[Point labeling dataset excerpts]

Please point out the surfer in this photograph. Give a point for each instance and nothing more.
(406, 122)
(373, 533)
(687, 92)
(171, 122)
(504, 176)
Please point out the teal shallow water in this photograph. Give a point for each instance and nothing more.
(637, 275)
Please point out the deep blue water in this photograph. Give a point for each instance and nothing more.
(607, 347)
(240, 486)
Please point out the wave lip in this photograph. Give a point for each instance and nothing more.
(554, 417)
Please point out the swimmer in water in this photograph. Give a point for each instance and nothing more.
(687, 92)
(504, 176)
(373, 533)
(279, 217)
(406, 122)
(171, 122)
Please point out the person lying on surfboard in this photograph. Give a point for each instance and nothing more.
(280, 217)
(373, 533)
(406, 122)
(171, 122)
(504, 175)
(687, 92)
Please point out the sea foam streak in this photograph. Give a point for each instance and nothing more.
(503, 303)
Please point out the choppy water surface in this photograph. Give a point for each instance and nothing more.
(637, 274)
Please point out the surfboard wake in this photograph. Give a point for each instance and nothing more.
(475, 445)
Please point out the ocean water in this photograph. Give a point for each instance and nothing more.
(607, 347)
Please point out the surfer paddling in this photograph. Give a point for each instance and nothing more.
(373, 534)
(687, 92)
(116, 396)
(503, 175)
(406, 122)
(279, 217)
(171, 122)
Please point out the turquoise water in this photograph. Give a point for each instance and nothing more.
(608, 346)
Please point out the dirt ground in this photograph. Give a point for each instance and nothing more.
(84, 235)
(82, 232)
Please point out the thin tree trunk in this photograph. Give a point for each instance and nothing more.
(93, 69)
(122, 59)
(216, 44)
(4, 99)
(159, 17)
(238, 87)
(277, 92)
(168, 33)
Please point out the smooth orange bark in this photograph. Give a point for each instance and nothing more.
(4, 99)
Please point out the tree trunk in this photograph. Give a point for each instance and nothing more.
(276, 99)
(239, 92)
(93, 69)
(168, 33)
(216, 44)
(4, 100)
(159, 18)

Job:
Reproduce all of the data above verbatim, keeping every line and its order unchanged.

Exercise solution:
Please point out the surfer in this photograph. Give a point for each instance and nothing more.
(406, 122)
(373, 533)
(687, 92)
(171, 122)
(504, 176)
Please point out the teal shallow water in this photograph. Give a point for each instance and nothing more.
(637, 275)
Please point out the deep blue water in this photograph. Give a point for each instance and nothing more.
(607, 347)
(240, 486)
Please point out the wave lip in this photograph. Give a point for each instance and nothing more.
(554, 417)
Please point out the swimmer in water in this photograph. Give a point for each instance and nothing more.
(687, 92)
(504, 176)
(373, 533)
(279, 217)
(406, 122)
(171, 122)
Please point out the person lying on surfboard in this photograph. Give a point for each instance and nothing more.
(280, 217)
(373, 533)
(406, 122)
(171, 122)
(504, 175)
(687, 92)
Please point out the sea foam streak in this photograph. Give a point for each instance and nothing more.
(503, 303)
Please point out the choppy water surface in this photograph. Give a point for each instance and nothing more.
(637, 274)
Please point out the surfboard wake in this photograph. Give a point for each instance and nothing more.
(475, 445)
Please point out the ocean water in this photograph. Give a point for each instance and nothing more.
(607, 347)
Please point out the surfer paddling in this photograph. Give a point for each instance and nothing more.
(373, 534)
(687, 92)
(116, 396)
(503, 175)
(406, 122)
(279, 217)
(171, 122)
Please point out the turquoise water in this photograph. Give a point for each instance and nothing more.
(608, 346)
Please point out the dirt ground in this photograph. Give a point for each instance and nothing more.
(84, 235)
(82, 232)
Please point out the thin tree trunk in this photograph. Give a point for each instance and nothing more.
(93, 69)
(122, 59)
(216, 44)
(4, 99)
(159, 17)
(238, 87)
(277, 92)
(168, 33)
Please point out the smooth orange bark in this photograph. Give a point for each instance and nothing more.
(4, 99)
Please point out the tree trunk in this photograph. Give a point for each instance and nothing more.
(276, 99)
(239, 92)
(93, 69)
(168, 33)
(216, 44)
(4, 100)
(159, 18)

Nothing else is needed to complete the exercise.